═══ TEXTBLOCK ═══

Weiter geht’s mit fremden Sitten: Tatsächlich ist es zum Beispiel saudi-arabischen Frauen verboten, Unisex-Klos zu benutzen, nicht aber Frauen in den meisten anderen muslimischen Ländern. Konservativer Schulterschluss oder Verteidigung westlicher Freiheitswerte auf der Toilette? Glaubenssache.

Und auch die Datenlage zur Sicherheit ist dünn. So hat eine Anfrage der Zeitung „Sunday Times“ an die englischen Sicherheitsbehörden ergeben, dass 90 Prozent der in Großbritannien 2017 und 2018 angezeigten sexuellen Übergriffe in Schwimmbädern (insgesamt gab es 134 Anzeigen) in gemischtgeschlechtlichen Umkleidekabinen stattfanden. Eine amerikanische Studie aus dem Jahr 2019, die die Kriminalitätsstatistik des US-Bundesstaats Massachusetts ausgewertet hat, ergab hingegen, dass die Zahl der sexuellen Übergriffe an Orten mit geschlechterneutralen Toiletten nicht höher lag als an solchen mit getrennten Toiletten.

═══ BEREITGESTELLTES MATERIAL ═══

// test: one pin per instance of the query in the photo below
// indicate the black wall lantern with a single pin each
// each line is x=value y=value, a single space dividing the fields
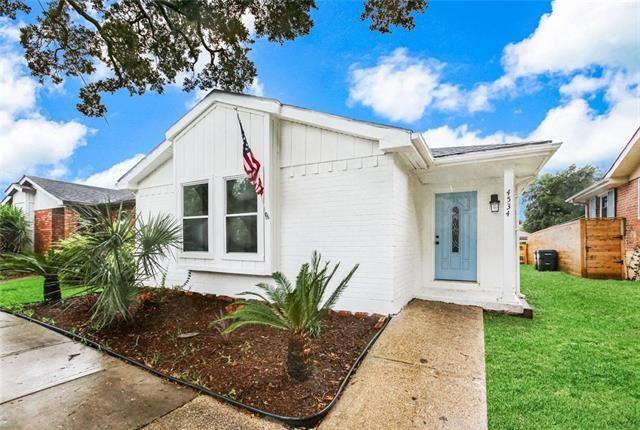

═══

• _AUFGABE 1_:
Wie viele Anzeigen wegen sexueller Übergriffe in Schwimmbädern gab es laut dem Textblock über Unisex-Toiletten in Großbritannien in den Jahren 2017 und 2018 insgesamt?
• _AUFGABE 2_:
Schreiben Sie einen Abschnitt aus dem Textblock über Unisex-Toiletten ab: Beginnen Sie bei den Worten „Und auch die“ und hören Sie nach „mit getrennten Toiletten.“ auf.
• _AUFGABE 3_:
Führen Sie den Textblock über Unisex-Toiletten im Anschluss an seinen letzten Satz weiter.

• _AUFGABENERGEBNIS 1_:
Insgesamt 134 Anzeigen.

• _AUFGABENERGEBNIS 2_:
Und auch die Datenlage zur Sicherheit ist dünn. So hat eine Anfrage der Zeitung „Sunday Times“ an die englischen Sicherheitsbehörden ergeben, dass 90 Prozent der in Großbritannien 2017 und 2018 angezeigten sexuellen Übergriffe in Schwimmbädern (insgesamt gab es 134 Anzeigen) in gemischtgeschlechtlichen Umkleidekabinen stattfanden. Eine amerikanische Studie aus dem Jahr 2019, die die Kriminalitätsstatistik des US-Bundesstaats Massachusetts ausgewertet hat, ergab hingegen, dass die Zahl der sexuellen Übergriffe an Orten mit geschlechterneutralen Toiletten nicht höher lag als an solchen mit getrennten Toiletten.

• _AUFGABENERGEBNIS 3_:
Weil man also nichts Genaues weiß, die Gefühle, die Seniorenbeirätin Grohmann beschreibt, aber real sind, habe man sich darüber natürlich Gedanken gemacht, sagt Dezernatssprecher Radermacher. Die Kabinen seien geschlossen und hätten Spiegel, so dass man das meiste im Schutzraum der Kabine erledigen könne. Die Tür zwischen Bahnhof und Gemeinschaftsraum sei aus Glas und soll tagsüber geöffnet sein, um erst gar keinen Angstraum entstehen zu lassen. Wenn nötig, könne auch bei der Abtrennung der Pissoirs noch einmal nachgebessert werden.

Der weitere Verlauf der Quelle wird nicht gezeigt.